Your instructions ▸ Extend the comment thread on nature and study of the Course by writing the next few replies after its final line.

BEGIN Passage provided

Thanks Emily . . geese are one of my favorites as well. It’s funny how we get obsessed with minutiae that seems important but so quickly fades when we are always offered such profound gifts of beauty. It is has been an unexpected blessing in my study and practice of ACIM, to have my eyes opened so and my mind cleared to see them and accept them.
Thanks for being here . . .
hi sean, i loved the influx of emails of your beautiful writing, it was a gift.
a poem i want to share
I AM NOT I.
I AM THIS ONE
WALKING BESIDE ME WHOM I DO NOT SEE,
WHOM AT TIMES I MANAGE TO VISIT
AND WHOM AT OTHER TIMES I FORGET,
WHO REMAINS CALM AND SILENT WHILE I TALK
AND FORGIVES, GENTLY, WHEN I HATE,
WHO WALKS WHERE I AM NOT
WHO WILL REMAIN STANDING WHEN I DIE
PEACE AND LOVE BROTHER
That is a lovely poem – thank you so much for sharing it – I love Jimenez who has such silence and gracefulness in his poems – thank you again for posting it here . . .
Your posts always resonate so deeply, and this one reminded me of how my perseption has shifted so much since becomeing a student of the Course – and my understanding of a Miracle. As I allow myself to get caught up in the toil of “effect” that the ego dwells in, I feel so grateful that I now have the understanding that brings me back to cause (the mind), which brings me peace I could never find before.. And, though I have always appreciated the beauty of nature, I find myself so much more in tune with it now. The flock of Sandhill cranes that crossed my path this morning brought so much joy to me it actually shocked me.
Thanks – lovely image of sandhill cranes – and the notion of being shocked by so much joy! Yes! I totally get that, especially in the context of nature. The fields and forest – and those who live there – have always been my readiest and surest way to remember God. I would have thought I knew that but like you say, the Course has awakened deeper levels of perception and the beauty is all the more so. We are blessed indeed!
Thank you for reading & being here . . .

END Passage provided
BEGIN Data provided

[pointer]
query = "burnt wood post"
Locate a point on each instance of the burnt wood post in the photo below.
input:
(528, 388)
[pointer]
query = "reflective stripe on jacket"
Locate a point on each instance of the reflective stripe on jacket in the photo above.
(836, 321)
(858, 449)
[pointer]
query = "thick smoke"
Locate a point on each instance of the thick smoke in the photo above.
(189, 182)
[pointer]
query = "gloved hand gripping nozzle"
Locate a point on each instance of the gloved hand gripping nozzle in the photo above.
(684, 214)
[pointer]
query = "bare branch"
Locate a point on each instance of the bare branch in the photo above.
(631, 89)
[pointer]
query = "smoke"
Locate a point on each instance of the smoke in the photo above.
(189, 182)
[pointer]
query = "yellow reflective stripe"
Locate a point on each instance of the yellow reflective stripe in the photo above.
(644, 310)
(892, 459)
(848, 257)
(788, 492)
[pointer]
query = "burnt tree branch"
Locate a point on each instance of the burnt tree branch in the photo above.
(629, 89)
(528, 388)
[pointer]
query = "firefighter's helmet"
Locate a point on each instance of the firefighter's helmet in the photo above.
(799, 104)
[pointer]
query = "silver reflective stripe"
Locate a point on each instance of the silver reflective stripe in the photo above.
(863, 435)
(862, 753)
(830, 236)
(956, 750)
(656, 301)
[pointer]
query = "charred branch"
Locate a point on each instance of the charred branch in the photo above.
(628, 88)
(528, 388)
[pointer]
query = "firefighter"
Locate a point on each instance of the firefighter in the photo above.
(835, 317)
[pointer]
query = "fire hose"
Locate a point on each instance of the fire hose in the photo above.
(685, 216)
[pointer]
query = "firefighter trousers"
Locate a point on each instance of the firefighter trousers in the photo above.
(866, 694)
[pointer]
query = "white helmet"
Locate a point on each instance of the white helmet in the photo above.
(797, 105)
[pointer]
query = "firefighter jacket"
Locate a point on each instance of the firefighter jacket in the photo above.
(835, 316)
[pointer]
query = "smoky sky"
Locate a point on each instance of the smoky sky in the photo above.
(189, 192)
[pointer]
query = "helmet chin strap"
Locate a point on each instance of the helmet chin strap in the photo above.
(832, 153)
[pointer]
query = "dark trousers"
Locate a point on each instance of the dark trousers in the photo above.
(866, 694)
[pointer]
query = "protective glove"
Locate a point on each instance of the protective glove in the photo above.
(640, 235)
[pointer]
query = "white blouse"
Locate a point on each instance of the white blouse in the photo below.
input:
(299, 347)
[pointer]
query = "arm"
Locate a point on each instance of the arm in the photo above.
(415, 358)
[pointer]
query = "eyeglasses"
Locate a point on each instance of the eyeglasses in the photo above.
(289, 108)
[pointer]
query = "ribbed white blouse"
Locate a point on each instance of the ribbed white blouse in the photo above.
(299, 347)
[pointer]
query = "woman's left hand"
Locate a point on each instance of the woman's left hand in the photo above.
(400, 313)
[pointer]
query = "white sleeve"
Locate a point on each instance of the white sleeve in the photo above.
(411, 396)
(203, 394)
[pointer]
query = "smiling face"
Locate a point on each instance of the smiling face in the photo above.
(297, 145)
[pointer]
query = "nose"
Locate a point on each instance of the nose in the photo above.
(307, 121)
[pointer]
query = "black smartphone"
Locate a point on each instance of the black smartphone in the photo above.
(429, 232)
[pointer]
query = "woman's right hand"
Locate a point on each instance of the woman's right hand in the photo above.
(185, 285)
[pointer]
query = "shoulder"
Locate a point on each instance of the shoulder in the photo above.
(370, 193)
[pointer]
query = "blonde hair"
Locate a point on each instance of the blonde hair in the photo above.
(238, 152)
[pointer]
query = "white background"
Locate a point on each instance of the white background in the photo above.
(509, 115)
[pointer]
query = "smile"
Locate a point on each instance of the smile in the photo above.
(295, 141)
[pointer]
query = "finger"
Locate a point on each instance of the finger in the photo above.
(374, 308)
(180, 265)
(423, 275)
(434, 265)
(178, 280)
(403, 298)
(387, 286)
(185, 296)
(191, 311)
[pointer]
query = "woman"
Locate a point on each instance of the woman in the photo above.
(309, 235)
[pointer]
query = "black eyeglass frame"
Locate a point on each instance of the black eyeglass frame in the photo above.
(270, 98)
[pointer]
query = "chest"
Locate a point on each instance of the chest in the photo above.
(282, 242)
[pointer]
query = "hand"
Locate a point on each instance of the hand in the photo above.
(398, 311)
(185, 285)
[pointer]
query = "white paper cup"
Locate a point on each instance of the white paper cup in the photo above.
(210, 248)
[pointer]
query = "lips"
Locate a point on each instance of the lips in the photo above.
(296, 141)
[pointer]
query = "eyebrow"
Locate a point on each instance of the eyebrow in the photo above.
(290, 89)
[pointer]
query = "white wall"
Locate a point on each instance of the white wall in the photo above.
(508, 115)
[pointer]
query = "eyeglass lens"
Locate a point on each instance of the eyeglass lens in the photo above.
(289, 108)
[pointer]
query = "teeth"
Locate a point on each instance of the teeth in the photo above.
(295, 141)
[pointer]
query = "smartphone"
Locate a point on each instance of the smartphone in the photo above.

END Data provided

Answer for the task ▸
Hi Sean, This is the first time in weeks that I received a post from you. I am not exactly sure why. I just wanted to say that we have to remember that while miracles are expressions of love, they are also moments when we let go of an illusion (and it can be any illusion including cancer). They are also moments when we utilize faith (miracles arise from conviction) ; and as Jesus says “There is no problem in any situation… (that means all situations)… that faith will not solve.” Let us not let our insidious unconscious need for sacrifice place a limitation on anything a miracle can do including helping us cross the Red Sea to escape from Pharaoh or raise the dead or walk on water.
Thanks for sharing. The email notifications went down because of a glitch and I had to work out a solution which took some time between teaching, writing, parenting, etc. Damn technology . . .
I hope you and your family are well –
Yes, a miracle is a shift of perception that takes place within the mind. I have been thinking a lot lately of the concept of “flipping the switch” just like turning on a light. We flip the switch from fear to love, from ego voice to Holy Spirit voice, from attack to forgiveness, from guilt to acceptance, from nowhere to a movement toward home. That is the action of the miracle.
Yes – that flipping the switch image is helpful, I think. We are used to thinking of it as a long process but it is really in the nature of a decision – flip! – and then it’s done, because it always was. It just waited on our recognition. Thank you for putting it that way!